REQUIRED WORK -
In the faculty profile, who are Cleveland's partners at Stanford Computer Science in his cybersecurity work?

DOCUMENT SECTION -
····················

Shanti S. Gupta Distinguished Professor of Statistics; Professor of Computer Science (Courtesy)
A.B. in Math from Princeton University; Ph.D. from Yale University
Statistics, Data Visualization, Machine Learning, Massive Datasets, Computer Networking, Cybersecurity
Analysis of very large databases of packet traces to study wide variety of network engineering problems. Research in methods of data visualization, data mining, statistical model building, and machine learning
2 Wilcoxon Prizes and Youden Prize from Technometrics, Fellow of American Statistical Association, International Statistical Institute, American Association for the Advancement of Science, and Institute of Mathematical Statistics, ISI Highly Cited, Statistician of the Year, 1996, American Statistical Association.
ACM, IEEE, American Statistical Association, Institute of Mathematical Statistics, International Statistical Institute, The Interface Foundation of North America (Computer Science and Statistics)
120 articles and 4 books. in google scholar.
William S. Cleveland is the Shanti S. Gupta Distinguished
Professor of Statistics and Courtesy Professor of Computer Science
at Purdue University. His areas of methodological research are in
statistics, machine learning, and data visualization. Cleveland has
analyzed data sets ranging from very small to very large in his research
in cybersecurity, computer network performance and control, disease
surveillance, visual perception, environmental science, healthcare
engineering, and customer opinion polling.
In the course of this work, Cleveland has developed many new methods
for data analysis that are widely used throughout engineering, science,
medicine, and business. The work has been disseminated through 120
journal articles, 4 books, and 100s of talks and tutorials. In 2002
he was selected as a Highly Cited Researcher by the American Society
for Information Science & Technology in the newly formed mathematics
category. In 1996 he was chosen national Statistician of the Year by
the Chicago Chapter of the American Statistical Association.
A major current research area being developed by Cleveland is divide
and recombine: an approach to the analysis of the massive datasets that
now occur ubiquitiously in all technical fields. In divide and recombine,
the data are divided into subsets, analysis methods are applied to each
subset, and the output of each method is recombined across subsets. The
approach, which allows "embarrassingly parallel" computation, requires
the rethinking of the tools of data analysis to develop theory and methods
for division and recombination.
In cybersecurity, Cleveland and partners John Gerth and Pat Hanrahan
at Stanford Computer Science, are putting divide and recombine to work
analyzing massive databases of packet traces: timestamps and headers.
They are building models and algorithms for surveillance and forensics
to help cybersecurity analysts detect, understand, and control attacks.

····················

ENTRIES PROVIDED -
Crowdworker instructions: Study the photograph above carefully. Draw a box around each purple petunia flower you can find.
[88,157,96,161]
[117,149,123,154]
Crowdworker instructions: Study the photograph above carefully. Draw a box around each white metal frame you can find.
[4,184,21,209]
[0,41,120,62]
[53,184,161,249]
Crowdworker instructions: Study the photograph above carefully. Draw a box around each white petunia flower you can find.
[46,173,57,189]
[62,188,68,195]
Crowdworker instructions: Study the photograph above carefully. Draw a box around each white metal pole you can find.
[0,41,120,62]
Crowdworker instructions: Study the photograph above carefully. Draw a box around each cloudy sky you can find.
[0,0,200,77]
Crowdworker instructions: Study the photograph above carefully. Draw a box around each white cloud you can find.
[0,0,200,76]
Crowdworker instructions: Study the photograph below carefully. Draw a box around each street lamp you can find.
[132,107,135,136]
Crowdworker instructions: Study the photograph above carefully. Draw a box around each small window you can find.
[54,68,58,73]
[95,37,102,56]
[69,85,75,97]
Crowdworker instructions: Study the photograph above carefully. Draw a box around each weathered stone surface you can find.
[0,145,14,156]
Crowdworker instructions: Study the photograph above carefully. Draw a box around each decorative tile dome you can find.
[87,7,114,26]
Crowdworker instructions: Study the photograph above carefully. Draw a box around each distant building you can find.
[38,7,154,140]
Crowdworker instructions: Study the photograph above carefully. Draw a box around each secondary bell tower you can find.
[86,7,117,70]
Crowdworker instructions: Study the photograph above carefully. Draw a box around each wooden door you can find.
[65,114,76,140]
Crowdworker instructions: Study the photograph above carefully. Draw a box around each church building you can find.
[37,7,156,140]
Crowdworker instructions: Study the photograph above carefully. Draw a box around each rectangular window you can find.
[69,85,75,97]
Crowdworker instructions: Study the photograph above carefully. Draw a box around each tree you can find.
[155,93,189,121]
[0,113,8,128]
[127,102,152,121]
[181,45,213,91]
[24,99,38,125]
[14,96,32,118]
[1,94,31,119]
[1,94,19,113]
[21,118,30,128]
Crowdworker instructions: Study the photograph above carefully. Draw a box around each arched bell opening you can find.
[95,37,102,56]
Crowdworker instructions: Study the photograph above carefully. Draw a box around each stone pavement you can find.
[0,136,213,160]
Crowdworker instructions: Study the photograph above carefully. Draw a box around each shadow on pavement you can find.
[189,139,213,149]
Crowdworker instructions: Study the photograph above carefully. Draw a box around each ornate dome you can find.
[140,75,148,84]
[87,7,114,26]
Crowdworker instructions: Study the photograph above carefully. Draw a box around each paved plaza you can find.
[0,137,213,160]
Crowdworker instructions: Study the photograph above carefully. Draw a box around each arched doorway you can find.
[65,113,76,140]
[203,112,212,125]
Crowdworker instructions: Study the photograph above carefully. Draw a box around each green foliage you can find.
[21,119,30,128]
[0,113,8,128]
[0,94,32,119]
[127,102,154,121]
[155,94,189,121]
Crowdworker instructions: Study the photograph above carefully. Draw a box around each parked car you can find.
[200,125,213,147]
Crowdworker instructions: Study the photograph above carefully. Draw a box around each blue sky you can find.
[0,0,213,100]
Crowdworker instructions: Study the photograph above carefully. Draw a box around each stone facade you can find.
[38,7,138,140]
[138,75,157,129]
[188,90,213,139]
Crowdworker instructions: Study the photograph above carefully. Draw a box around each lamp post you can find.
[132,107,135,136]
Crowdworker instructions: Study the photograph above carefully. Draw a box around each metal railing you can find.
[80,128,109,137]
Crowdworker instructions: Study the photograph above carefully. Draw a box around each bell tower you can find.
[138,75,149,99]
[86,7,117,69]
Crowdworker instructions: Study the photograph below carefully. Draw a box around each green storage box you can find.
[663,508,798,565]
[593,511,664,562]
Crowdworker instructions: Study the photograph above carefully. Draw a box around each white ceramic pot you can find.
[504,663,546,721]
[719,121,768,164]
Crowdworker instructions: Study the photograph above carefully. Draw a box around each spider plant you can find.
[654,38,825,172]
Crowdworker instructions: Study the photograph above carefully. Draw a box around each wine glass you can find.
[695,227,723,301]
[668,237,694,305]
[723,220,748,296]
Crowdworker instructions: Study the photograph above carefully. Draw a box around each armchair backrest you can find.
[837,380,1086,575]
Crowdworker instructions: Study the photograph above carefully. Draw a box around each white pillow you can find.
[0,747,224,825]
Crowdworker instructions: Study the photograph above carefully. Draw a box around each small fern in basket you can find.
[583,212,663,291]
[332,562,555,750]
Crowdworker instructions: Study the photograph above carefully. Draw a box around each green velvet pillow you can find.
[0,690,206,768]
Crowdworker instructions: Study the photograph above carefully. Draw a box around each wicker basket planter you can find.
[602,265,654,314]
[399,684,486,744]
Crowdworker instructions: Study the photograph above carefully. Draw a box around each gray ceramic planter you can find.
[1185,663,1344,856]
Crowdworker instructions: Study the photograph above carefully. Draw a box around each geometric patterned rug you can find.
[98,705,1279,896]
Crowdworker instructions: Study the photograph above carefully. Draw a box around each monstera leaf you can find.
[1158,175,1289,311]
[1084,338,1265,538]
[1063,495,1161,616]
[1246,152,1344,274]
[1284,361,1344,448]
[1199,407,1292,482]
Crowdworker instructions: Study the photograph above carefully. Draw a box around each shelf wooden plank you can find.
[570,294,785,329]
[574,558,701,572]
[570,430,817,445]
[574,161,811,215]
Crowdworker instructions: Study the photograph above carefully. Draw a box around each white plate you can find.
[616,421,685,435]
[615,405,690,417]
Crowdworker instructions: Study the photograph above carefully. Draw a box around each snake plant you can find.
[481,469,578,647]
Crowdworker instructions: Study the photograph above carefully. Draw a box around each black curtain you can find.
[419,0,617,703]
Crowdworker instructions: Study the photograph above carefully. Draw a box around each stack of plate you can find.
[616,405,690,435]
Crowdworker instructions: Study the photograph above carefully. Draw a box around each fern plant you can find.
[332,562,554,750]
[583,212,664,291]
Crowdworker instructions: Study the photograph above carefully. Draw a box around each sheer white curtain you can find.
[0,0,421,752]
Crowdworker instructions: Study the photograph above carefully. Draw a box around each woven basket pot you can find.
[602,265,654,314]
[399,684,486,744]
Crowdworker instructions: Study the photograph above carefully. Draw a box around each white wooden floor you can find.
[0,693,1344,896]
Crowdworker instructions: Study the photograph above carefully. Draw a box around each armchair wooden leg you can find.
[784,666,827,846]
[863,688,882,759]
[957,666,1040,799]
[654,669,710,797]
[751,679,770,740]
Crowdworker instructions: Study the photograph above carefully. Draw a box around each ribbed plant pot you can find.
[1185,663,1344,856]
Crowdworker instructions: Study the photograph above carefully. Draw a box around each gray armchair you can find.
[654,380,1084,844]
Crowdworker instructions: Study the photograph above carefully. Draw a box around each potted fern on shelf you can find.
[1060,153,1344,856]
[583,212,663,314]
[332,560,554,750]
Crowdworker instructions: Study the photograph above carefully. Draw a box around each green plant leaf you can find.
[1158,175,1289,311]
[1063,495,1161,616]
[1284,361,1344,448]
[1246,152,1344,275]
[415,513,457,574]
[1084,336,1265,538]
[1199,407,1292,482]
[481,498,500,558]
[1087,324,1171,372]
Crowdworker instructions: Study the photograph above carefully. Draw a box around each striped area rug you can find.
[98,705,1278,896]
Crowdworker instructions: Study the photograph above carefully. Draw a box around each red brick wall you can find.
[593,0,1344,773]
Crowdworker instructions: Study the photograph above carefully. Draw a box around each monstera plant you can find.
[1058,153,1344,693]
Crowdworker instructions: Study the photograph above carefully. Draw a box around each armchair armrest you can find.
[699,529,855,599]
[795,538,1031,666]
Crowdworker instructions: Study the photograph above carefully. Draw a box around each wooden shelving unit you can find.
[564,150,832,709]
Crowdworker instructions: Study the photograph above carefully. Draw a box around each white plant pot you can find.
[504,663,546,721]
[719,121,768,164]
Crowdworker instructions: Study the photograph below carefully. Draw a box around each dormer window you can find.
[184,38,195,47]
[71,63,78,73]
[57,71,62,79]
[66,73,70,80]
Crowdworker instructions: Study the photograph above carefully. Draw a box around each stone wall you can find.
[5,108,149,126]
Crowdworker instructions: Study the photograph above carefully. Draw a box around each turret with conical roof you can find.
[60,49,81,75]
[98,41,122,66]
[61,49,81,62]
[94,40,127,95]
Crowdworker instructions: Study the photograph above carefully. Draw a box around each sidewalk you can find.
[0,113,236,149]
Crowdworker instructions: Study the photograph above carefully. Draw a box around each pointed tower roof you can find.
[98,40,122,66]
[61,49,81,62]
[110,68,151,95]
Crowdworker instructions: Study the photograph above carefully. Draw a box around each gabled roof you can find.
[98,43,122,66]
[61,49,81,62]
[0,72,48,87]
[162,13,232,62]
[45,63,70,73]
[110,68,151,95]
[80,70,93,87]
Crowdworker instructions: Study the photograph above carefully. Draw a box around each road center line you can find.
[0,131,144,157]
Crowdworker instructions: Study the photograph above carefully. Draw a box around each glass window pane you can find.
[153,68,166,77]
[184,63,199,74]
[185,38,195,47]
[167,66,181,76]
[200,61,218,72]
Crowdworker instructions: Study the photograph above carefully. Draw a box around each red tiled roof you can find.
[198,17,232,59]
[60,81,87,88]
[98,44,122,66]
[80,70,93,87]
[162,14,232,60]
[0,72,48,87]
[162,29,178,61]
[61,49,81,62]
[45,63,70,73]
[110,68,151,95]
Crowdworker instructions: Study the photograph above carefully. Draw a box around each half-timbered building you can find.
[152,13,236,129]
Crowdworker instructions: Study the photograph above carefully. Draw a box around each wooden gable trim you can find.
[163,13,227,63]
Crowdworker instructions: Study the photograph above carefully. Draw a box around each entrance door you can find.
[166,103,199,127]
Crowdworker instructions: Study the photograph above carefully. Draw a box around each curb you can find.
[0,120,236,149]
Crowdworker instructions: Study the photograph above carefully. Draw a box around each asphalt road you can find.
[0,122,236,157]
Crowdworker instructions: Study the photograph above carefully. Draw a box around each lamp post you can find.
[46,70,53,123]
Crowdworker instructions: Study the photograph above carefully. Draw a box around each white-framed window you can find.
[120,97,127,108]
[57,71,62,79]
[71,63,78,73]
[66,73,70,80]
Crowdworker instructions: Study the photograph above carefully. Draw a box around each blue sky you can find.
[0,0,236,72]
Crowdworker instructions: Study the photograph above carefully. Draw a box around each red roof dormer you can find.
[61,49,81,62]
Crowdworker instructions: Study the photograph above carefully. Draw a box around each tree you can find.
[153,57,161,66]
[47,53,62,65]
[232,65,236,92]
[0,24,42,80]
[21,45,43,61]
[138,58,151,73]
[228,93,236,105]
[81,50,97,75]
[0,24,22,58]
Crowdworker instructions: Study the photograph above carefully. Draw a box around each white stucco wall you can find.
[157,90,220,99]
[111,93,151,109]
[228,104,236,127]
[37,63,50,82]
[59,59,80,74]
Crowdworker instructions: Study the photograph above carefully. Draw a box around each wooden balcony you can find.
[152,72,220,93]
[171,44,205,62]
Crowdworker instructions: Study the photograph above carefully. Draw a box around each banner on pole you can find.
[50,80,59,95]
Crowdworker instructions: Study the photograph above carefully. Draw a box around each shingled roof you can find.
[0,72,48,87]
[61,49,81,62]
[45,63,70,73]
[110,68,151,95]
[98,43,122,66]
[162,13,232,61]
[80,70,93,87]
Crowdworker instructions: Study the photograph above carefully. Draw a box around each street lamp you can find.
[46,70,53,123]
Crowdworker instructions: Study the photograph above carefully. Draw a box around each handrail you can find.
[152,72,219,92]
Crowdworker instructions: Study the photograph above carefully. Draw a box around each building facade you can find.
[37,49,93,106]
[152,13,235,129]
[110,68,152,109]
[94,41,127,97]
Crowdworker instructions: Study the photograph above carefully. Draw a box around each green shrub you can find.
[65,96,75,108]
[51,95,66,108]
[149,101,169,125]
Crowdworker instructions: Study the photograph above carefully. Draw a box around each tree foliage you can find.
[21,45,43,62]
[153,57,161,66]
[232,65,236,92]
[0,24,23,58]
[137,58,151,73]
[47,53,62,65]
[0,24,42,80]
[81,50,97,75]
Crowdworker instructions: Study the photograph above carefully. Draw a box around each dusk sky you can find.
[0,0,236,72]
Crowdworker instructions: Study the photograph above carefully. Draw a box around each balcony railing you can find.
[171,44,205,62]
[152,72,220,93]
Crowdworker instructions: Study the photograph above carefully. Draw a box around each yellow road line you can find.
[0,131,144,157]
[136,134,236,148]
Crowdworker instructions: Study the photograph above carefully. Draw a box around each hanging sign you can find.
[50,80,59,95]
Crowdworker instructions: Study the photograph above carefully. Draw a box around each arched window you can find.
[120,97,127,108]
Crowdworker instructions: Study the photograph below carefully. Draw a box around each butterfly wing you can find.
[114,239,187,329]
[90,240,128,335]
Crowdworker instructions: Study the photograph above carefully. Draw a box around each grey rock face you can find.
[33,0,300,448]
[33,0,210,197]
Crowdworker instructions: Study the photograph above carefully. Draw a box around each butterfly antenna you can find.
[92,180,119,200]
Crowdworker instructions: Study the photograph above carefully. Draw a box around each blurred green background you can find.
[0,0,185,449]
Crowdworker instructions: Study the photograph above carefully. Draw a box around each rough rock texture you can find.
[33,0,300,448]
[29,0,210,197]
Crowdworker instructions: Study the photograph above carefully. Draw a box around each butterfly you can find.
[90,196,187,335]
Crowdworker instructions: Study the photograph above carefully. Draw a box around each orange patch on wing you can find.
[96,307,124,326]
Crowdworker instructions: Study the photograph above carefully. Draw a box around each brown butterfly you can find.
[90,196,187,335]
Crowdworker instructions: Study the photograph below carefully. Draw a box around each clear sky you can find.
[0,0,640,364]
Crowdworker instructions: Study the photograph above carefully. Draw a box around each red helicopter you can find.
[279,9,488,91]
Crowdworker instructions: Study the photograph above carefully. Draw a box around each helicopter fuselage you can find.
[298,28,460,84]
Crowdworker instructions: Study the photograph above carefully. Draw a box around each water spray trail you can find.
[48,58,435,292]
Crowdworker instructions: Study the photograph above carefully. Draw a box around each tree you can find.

····················

TASK RESPONSE -
John Gerth and Pat Hanrahan